### Problem requirements
From the excerpt on musical ability and emotion recognition below, list every cited source with its author and year as the citations give them, counting each lettered year as a separate source.

### Text excerpt
By contrast, objective musical ability, most clearly melody discrimination, remained a reliable predictor of prosodic emotion recognition after accounting for training and control variables. Crucially, this association was specific to the auditory domain. Melody perception predicted prosodic but not facial emotion recognition, pointing to an auditory-specific mechanism (Correia et al., 2022a, 2022b). Cross-modal effects may still occur in developing or atypical populations, however, a hypothesis that future research could examine further. In children, for example, a correlation can emerge between musical ability and emotion recognition from faces, even though the link is stronger for prosody (Neves et al., 2025). Individuals with congenital amusia can also show deficits in both prosody and facial emotion processing (Lima et al., 2016; but see Zhishuai et al., 2017).

### Provided material
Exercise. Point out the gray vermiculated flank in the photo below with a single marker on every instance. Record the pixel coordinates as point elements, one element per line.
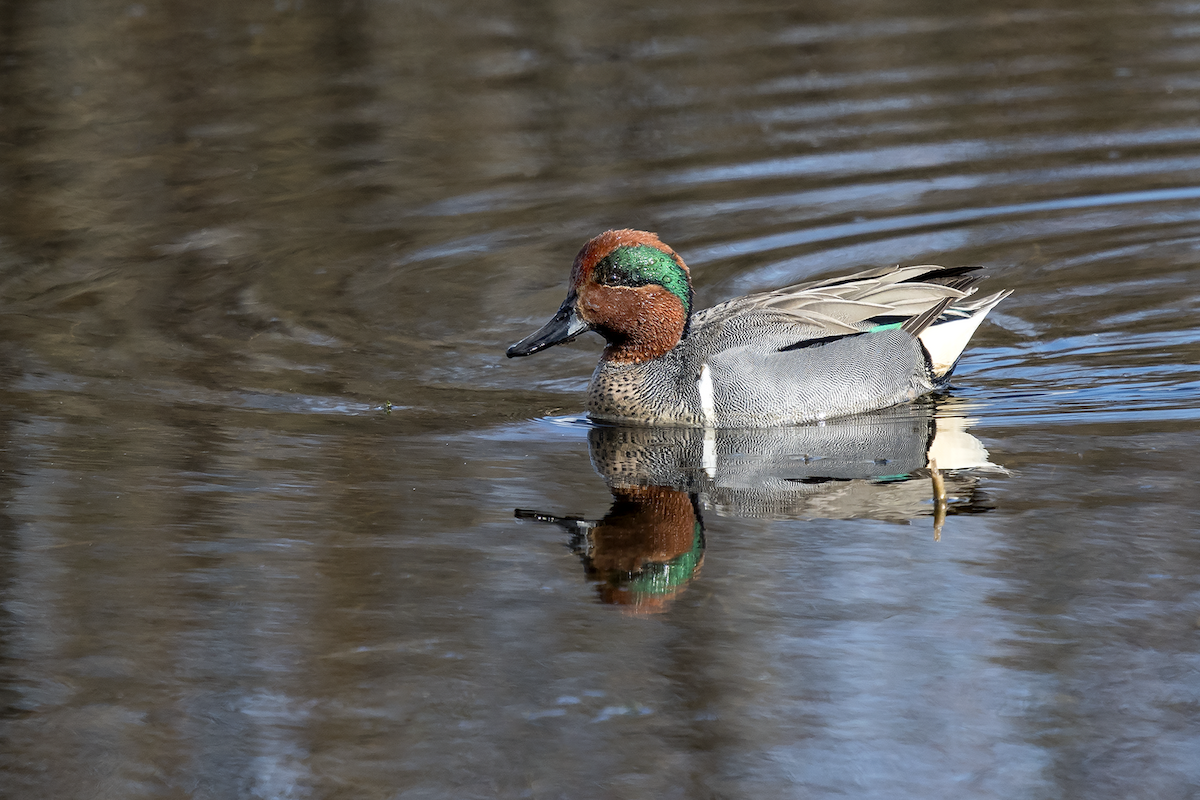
<point>755,384</point>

### Problem solution
- Correia et al., 2022a
- Correia et al., 2022b
- Neves et al., 2025
- Lima et al., 2016
- Zhishuai et al., 2017